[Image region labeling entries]
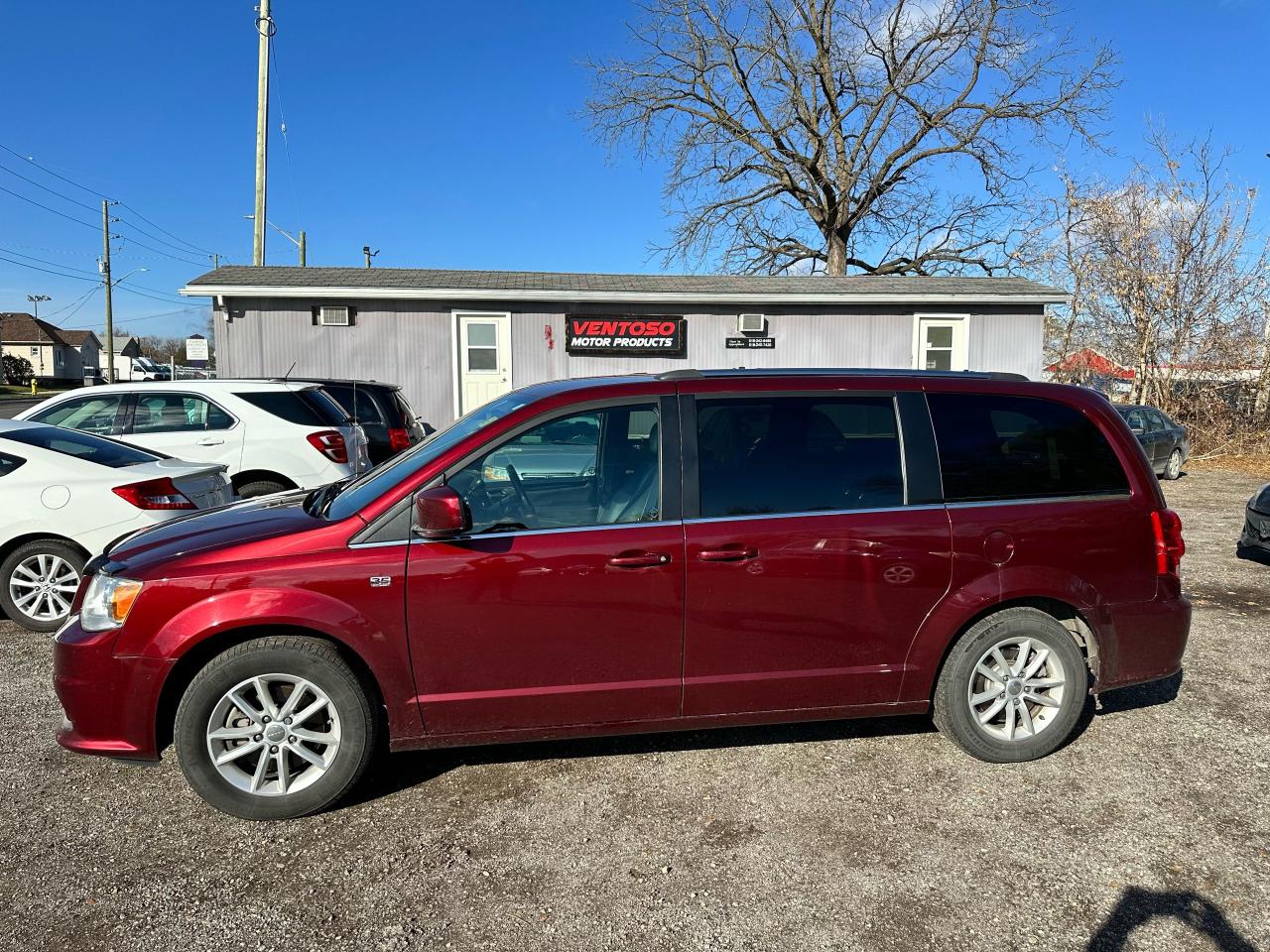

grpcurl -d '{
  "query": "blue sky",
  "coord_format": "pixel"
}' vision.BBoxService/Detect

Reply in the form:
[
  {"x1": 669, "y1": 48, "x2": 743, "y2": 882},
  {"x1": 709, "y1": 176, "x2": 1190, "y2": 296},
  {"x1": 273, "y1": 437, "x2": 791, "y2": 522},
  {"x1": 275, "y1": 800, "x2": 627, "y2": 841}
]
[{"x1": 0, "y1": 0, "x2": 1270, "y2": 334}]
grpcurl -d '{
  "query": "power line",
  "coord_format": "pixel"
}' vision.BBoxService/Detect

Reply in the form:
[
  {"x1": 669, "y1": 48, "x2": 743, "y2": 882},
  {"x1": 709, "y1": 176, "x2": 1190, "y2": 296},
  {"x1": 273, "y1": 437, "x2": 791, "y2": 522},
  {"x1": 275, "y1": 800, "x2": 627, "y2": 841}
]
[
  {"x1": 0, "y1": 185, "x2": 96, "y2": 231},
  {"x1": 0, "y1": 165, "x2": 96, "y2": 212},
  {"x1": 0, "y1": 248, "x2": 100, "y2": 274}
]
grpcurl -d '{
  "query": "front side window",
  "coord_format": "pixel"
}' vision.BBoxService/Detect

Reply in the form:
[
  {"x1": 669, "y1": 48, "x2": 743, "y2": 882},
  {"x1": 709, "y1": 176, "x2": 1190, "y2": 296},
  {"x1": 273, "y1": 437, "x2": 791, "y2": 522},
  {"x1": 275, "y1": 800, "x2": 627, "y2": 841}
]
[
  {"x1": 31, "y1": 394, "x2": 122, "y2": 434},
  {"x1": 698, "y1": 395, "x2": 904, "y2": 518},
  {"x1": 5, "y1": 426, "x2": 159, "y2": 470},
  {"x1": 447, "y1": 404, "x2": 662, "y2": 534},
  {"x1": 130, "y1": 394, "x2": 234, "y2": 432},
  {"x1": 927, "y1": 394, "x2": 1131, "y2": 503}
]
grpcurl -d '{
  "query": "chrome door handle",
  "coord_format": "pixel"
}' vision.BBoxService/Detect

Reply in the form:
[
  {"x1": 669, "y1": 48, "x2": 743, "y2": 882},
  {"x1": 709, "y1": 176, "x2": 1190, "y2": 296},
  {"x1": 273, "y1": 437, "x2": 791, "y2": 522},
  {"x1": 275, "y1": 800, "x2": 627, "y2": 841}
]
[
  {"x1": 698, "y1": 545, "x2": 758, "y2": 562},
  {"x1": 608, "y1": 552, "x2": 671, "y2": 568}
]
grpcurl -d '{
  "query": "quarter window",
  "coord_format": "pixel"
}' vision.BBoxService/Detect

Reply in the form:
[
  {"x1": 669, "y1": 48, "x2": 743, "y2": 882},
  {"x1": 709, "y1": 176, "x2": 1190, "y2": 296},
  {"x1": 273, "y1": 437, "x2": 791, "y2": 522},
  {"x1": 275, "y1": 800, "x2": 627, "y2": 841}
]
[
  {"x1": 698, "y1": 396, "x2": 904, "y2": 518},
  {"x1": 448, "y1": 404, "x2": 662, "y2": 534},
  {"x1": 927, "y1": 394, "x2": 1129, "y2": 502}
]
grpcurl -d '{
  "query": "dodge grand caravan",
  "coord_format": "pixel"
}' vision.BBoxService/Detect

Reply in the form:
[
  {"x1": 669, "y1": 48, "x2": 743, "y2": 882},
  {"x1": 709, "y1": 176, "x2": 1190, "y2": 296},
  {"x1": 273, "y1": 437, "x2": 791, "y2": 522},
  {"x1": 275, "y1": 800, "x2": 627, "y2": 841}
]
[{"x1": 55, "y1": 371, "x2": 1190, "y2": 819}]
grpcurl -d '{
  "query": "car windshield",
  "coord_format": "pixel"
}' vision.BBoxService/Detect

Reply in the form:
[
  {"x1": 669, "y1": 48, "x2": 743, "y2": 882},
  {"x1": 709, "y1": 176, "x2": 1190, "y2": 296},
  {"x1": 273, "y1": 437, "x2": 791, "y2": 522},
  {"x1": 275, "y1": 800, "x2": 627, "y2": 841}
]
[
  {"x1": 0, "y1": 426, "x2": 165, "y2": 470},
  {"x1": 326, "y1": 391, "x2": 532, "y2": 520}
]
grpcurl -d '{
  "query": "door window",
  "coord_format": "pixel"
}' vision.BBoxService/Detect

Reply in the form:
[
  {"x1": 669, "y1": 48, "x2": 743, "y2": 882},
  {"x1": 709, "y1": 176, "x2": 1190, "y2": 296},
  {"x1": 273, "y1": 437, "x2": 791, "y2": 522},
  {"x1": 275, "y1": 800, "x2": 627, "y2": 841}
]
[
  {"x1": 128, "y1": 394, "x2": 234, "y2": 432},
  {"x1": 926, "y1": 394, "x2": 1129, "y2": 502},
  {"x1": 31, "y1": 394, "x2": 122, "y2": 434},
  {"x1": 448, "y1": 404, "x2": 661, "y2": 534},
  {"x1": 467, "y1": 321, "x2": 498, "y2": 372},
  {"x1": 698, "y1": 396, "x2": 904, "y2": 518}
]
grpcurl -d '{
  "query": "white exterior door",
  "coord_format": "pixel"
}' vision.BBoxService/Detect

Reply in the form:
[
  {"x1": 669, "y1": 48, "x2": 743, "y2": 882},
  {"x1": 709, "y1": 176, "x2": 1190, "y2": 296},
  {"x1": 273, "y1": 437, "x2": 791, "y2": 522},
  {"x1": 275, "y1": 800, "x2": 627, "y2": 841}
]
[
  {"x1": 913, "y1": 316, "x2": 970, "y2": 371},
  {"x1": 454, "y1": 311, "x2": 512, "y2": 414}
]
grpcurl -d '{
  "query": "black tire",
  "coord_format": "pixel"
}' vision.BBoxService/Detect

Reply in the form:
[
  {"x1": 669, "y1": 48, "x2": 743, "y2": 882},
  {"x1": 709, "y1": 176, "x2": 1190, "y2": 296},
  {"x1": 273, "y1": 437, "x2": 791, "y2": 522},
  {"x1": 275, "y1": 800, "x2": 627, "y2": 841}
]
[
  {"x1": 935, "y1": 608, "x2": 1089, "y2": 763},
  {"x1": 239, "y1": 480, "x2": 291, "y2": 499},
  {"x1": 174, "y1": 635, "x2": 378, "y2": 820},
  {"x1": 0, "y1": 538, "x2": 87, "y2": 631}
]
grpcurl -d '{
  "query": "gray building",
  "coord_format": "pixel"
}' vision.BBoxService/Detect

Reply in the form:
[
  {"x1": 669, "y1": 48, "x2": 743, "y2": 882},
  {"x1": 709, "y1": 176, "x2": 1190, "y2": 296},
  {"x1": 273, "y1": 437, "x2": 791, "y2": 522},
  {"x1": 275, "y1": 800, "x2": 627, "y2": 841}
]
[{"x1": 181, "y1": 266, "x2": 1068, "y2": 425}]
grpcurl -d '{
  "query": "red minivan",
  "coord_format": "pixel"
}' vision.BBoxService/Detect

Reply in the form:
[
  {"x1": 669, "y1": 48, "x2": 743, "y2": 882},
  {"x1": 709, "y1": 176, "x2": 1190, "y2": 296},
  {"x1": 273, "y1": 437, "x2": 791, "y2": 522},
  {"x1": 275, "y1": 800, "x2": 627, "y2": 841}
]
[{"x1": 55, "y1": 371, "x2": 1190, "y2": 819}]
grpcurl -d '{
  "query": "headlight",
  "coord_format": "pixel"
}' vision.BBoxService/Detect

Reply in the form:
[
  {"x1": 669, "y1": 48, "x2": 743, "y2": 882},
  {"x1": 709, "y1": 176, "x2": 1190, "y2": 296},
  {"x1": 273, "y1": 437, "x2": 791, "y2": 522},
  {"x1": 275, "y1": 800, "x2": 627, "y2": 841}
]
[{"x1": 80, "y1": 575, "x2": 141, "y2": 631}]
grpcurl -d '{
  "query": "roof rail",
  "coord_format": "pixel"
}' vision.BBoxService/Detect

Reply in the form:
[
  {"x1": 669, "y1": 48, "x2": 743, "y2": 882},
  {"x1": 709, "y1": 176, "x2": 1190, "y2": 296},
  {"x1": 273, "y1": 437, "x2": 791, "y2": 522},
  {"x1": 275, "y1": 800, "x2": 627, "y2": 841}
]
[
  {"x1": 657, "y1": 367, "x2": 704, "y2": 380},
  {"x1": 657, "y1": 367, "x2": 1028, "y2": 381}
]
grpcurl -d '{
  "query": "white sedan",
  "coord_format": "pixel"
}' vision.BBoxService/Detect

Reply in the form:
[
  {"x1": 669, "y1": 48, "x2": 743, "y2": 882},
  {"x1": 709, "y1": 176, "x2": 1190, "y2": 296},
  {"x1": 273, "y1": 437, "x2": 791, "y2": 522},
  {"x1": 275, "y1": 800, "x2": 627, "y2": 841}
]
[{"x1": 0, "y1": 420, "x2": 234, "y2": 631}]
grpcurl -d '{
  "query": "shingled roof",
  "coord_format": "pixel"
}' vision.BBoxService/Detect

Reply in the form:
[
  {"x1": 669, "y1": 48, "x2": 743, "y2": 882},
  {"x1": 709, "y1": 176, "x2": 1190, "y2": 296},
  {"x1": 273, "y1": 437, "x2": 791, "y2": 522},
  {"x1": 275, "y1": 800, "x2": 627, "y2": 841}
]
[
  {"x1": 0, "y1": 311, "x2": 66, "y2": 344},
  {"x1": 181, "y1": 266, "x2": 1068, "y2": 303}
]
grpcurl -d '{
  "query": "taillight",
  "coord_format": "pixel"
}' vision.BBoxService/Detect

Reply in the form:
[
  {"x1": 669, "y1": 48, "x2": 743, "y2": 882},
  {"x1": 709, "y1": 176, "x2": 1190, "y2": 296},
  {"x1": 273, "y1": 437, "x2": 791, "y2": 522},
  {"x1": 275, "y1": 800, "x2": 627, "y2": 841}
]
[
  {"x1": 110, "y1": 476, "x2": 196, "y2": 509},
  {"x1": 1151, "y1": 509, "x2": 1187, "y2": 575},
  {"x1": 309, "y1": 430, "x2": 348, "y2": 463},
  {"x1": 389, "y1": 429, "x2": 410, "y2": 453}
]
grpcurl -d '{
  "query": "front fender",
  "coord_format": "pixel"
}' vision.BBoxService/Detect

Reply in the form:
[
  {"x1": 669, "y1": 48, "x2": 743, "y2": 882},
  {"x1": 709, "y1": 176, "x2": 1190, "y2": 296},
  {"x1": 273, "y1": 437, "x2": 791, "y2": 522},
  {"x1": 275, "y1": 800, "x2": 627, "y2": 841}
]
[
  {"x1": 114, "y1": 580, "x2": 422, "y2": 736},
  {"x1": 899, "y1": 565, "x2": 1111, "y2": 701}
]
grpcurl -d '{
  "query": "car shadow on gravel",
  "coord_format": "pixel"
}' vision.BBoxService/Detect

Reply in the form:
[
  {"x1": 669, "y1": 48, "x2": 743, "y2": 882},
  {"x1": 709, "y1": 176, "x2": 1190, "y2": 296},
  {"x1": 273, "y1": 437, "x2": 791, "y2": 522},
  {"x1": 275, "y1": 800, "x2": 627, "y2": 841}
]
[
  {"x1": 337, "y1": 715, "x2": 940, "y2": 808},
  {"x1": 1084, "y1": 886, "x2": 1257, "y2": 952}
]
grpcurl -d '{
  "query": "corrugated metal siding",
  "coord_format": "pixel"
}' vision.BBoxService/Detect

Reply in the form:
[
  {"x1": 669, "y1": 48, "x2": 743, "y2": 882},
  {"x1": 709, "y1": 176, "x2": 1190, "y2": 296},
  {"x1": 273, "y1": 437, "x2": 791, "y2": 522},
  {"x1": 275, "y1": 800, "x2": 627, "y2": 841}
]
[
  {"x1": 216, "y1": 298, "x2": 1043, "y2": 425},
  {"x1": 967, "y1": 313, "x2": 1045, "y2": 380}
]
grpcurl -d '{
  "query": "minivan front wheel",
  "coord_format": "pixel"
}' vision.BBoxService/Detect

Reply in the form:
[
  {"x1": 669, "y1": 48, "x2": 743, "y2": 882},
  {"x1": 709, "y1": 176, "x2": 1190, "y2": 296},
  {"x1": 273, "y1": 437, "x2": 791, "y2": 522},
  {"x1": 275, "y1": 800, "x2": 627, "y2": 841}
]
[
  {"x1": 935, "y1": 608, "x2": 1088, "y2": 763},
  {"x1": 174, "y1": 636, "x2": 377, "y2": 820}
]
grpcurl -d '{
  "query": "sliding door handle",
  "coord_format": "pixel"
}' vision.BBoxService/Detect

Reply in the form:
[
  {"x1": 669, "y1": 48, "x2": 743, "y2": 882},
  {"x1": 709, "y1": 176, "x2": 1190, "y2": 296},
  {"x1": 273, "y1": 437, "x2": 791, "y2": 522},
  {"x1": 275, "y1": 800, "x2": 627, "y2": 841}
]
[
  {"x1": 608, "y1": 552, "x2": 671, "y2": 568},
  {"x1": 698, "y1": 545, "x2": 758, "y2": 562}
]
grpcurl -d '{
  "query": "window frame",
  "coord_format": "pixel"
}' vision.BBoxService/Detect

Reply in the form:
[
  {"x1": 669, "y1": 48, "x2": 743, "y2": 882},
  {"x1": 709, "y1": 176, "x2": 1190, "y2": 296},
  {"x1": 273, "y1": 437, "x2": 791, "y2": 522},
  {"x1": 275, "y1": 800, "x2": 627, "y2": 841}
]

WRITTEN TASK:
Gather every line of the listing that contains the string "white" and copy each one out.

CORRECT OUTPUT:
  "query": "white exterior door",
  "query": "white sedan",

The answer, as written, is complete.